Your task | Reproduce exactly the span of lines that opens with the line containing "Can you see the cherry" and closes with the last line of the entries below.

Data section |
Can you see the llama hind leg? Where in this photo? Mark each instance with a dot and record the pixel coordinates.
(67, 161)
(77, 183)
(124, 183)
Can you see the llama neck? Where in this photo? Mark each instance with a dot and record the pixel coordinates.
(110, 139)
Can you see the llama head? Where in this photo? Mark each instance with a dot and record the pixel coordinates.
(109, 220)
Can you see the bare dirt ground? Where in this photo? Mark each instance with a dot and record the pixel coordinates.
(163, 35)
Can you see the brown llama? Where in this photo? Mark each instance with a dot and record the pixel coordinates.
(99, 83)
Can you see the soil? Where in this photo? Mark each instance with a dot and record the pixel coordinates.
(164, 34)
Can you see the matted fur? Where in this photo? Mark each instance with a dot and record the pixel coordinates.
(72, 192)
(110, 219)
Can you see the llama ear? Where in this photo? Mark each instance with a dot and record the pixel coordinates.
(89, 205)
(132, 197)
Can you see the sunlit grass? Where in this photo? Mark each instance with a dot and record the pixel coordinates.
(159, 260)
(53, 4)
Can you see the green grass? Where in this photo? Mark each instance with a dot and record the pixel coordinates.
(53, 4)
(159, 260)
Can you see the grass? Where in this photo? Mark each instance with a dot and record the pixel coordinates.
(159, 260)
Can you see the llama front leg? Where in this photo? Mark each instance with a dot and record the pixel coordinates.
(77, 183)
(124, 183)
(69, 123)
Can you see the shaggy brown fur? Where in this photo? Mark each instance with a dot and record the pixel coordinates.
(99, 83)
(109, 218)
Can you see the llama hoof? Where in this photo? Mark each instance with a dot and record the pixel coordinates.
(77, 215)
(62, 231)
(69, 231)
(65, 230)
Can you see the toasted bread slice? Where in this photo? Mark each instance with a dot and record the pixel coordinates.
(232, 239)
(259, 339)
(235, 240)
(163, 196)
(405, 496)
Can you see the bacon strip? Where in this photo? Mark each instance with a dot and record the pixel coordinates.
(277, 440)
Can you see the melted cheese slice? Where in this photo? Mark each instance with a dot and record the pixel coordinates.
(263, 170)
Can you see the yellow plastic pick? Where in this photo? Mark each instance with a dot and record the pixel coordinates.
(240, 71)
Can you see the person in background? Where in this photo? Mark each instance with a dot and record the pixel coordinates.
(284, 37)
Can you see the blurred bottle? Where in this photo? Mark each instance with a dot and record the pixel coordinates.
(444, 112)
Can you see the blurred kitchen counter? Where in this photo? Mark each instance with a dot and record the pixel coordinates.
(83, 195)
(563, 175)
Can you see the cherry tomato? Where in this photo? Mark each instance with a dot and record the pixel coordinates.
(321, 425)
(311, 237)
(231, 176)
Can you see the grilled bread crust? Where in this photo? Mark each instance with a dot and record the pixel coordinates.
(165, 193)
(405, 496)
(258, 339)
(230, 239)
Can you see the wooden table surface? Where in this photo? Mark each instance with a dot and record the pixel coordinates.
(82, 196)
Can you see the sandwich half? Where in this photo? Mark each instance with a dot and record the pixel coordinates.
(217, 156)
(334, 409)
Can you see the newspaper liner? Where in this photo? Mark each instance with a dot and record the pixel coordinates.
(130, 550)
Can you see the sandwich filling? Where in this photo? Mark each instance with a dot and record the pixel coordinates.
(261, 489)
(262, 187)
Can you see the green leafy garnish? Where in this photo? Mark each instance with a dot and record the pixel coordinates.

Output |
Can you see the cherry tomato? Where in this photo? Mark each instance with a dot and record the pixel coordinates.
(321, 425)
(311, 237)
(231, 176)
Can you see the grilled bread crust? Where in this photo? Mark each instance with a dot and record the pixel coordinates.
(165, 193)
(405, 496)
(258, 339)
(230, 239)
Can you see the wooden table surface? Where in this photo? Mark each instance with a dot and record the pixel coordinates.
(82, 196)
Can you see the sandwich half? Where in this photo? Mark each instance with a dot and record the pixel coordinates.
(217, 156)
(334, 409)
Can you see the newspaper liner? Where in this photo? Mark each instance with a dot and record the pixel coordinates.
(130, 550)
Can you see the sandwich filling? Where in this photo? Mark each instance with a dot and record the pixel coordinates.
(261, 489)
(262, 187)
Can you see the green leafy garnish? Where in this photo? Mark each instance with a dot and record the pixel coordinates.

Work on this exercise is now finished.